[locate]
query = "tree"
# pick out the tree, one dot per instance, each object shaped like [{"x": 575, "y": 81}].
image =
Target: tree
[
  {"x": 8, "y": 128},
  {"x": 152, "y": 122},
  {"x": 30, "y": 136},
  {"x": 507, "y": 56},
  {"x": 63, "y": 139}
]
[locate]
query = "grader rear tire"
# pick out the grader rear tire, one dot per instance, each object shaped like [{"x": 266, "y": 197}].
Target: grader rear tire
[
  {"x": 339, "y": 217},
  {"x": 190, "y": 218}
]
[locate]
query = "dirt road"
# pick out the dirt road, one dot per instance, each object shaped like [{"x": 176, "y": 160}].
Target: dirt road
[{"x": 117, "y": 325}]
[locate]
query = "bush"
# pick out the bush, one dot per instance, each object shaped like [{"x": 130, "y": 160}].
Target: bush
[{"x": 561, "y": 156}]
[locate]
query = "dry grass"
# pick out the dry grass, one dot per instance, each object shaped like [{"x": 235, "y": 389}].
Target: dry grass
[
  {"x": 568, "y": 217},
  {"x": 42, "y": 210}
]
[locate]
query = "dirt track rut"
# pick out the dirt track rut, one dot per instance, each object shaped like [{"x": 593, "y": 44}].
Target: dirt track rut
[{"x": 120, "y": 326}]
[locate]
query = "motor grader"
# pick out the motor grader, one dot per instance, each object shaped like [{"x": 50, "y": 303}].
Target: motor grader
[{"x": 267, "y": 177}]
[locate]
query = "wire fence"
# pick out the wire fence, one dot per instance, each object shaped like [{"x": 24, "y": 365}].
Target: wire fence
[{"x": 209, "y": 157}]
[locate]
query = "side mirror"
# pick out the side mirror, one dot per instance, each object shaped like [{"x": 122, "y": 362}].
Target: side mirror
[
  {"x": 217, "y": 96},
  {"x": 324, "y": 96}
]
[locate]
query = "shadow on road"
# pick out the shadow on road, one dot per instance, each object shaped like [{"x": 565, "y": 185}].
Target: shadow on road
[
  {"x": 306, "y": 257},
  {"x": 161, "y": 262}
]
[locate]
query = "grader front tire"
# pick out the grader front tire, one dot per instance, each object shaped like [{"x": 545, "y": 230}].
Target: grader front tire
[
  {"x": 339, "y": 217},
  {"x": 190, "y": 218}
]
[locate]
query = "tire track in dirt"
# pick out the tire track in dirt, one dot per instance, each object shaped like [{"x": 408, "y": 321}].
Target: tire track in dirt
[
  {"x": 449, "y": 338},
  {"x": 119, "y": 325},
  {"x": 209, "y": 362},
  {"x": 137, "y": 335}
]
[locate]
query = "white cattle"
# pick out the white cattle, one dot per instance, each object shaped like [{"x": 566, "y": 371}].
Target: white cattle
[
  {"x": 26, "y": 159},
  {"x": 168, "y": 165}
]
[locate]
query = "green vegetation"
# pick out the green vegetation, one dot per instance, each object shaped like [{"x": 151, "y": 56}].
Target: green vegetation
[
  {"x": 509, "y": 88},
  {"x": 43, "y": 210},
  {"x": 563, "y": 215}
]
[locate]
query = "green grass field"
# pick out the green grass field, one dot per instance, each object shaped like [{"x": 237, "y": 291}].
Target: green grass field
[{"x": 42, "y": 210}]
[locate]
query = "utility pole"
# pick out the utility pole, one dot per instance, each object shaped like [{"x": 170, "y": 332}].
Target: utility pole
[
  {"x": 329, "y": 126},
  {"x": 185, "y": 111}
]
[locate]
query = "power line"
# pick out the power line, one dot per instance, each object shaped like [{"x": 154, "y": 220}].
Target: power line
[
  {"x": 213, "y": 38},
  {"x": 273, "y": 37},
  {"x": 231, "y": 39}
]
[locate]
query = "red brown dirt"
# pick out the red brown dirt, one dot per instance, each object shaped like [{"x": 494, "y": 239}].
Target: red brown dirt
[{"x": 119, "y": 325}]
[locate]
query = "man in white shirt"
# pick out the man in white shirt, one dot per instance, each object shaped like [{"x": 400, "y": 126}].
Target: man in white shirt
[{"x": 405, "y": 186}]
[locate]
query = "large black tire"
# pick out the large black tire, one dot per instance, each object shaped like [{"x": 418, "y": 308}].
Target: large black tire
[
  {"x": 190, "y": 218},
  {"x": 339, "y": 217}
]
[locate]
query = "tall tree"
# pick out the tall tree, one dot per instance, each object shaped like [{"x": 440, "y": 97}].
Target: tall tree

--- PROBLEM TO WORK ON ---
Every entry must be output again, exactly as written above.

--- WRITTEN RESPONSE ---
[locate]
query = "tree"
# pick out the tree, one dot per instance, each object shaped like [{"x": 575, "y": 81}].
image =
Target: tree
[
  {"x": 8, "y": 128},
  {"x": 152, "y": 122},
  {"x": 30, "y": 136},
  {"x": 507, "y": 56},
  {"x": 63, "y": 139}
]
[locate]
query = "grader rear tire"
# pick out the grader rear tire, one dot per instance, each object shaped like [{"x": 266, "y": 197}].
Target: grader rear tire
[
  {"x": 339, "y": 217},
  {"x": 190, "y": 218}
]
[locate]
query = "dirt road"
# pick out the dirt road, one dot per instance, each object shaped like [{"x": 176, "y": 160}].
Target: dirt road
[{"x": 117, "y": 325}]
[locate]
query = "bush"
# pick out the bush, one dot per instance, each object shaped like [{"x": 130, "y": 160}].
Target: bush
[{"x": 561, "y": 156}]
[locate]
query = "dry grass"
# pick out the dry grass, one dot per instance, each object shaped like [{"x": 235, "y": 389}].
Target: dry grass
[
  {"x": 568, "y": 217},
  {"x": 42, "y": 210}
]
[locate]
query = "dirt track rut"
# pick out the dirt track rut, one dot per instance, each object shaped like [{"x": 593, "y": 44}].
Target: dirt track rut
[{"x": 120, "y": 326}]
[locate]
query = "motor grader"
# pick out the motor grader, one dot per instance, each object shaped like [{"x": 50, "y": 303}].
Target: motor grader
[{"x": 267, "y": 177}]
[locate]
query = "wire fence"
# pick out the wire fence, one dot per instance, each object shaped like [{"x": 24, "y": 365}].
Target: wire fence
[{"x": 209, "y": 157}]
[locate]
query = "side mirror"
# pick out the side mirror, one dot per instance, each object shaped like [{"x": 122, "y": 362}].
Target: side mirror
[
  {"x": 217, "y": 96},
  {"x": 324, "y": 96}
]
[locate]
query = "shadow on road"
# pick out the shadow on road, one dot per instance, each object shaped like [{"x": 565, "y": 185}].
Target: shadow on road
[
  {"x": 306, "y": 257},
  {"x": 161, "y": 262}
]
[locate]
query = "grader front tire"
# pick out the grader front tire, one dot per instance, each object shaped like [{"x": 545, "y": 230}].
Target: grader front tire
[
  {"x": 339, "y": 217},
  {"x": 190, "y": 218}
]
[locate]
query = "tire track in dirt"
# pick out the tire track in dirt, one dot per instance, each object shaped like [{"x": 408, "y": 321}].
Target: tire track in dirt
[
  {"x": 449, "y": 338},
  {"x": 119, "y": 325},
  {"x": 209, "y": 362},
  {"x": 137, "y": 335}
]
[locate]
query = "white cattle"
# pick out the white cattle, one dot per instance, each object shaped like [{"x": 566, "y": 371}].
Target: white cattle
[
  {"x": 26, "y": 159},
  {"x": 168, "y": 165}
]
[locate]
query = "green vegetation"
# pick out the green vegetation, one dot per instance, each object shaped like [{"x": 151, "y": 56}].
Target: green vegetation
[
  {"x": 509, "y": 88},
  {"x": 43, "y": 210},
  {"x": 563, "y": 215}
]
[locate]
query = "green grass field"
# pick out the green grass field, one dot per instance, each object shaped like [{"x": 237, "y": 291}].
Target: green grass field
[{"x": 42, "y": 210}]
[locate]
query = "utility pole"
# pick out the utility pole, one dot per instance, each object shaped like [{"x": 170, "y": 332}].
Target: utility pole
[
  {"x": 329, "y": 126},
  {"x": 185, "y": 111}
]
[locate]
query = "power line"
# pick out the power line, one dot per instance, each object shaped like [{"x": 154, "y": 220}].
Target: power line
[
  {"x": 213, "y": 38},
  {"x": 273, "y": 37},
  {"x": 231, "y": 39}
]
[locate]
query = "red brown dirt"
# pick out the red brown dirt, one dot per instance, each object shaped like [{"x": 494, "y": 239}].
Target: red brown dirt
[{"x": 119, "y": 325}]
[locate]
query = "man in white shirt"
# pick out the man in white shirt, one dot per instance, each object shaped like [{"x": 400, "y": 126}].
Target: man in white shirt
[{"x": 405, "y": 186}]
[locate]
query = "large black tire"
# pick out the large black tire, one dot per instance, each object shaped like [{"x": 418, "y": 308}].
Target: large black tire
[
  {"x": 190, "y": 218},
  {"x": 339, "y": 217}
]
[locate]
query = "tall tree"
# pick out the tall tree, one dot per instance, each object shaped like [{"x": 440, "y": 97}].
Target: tall tree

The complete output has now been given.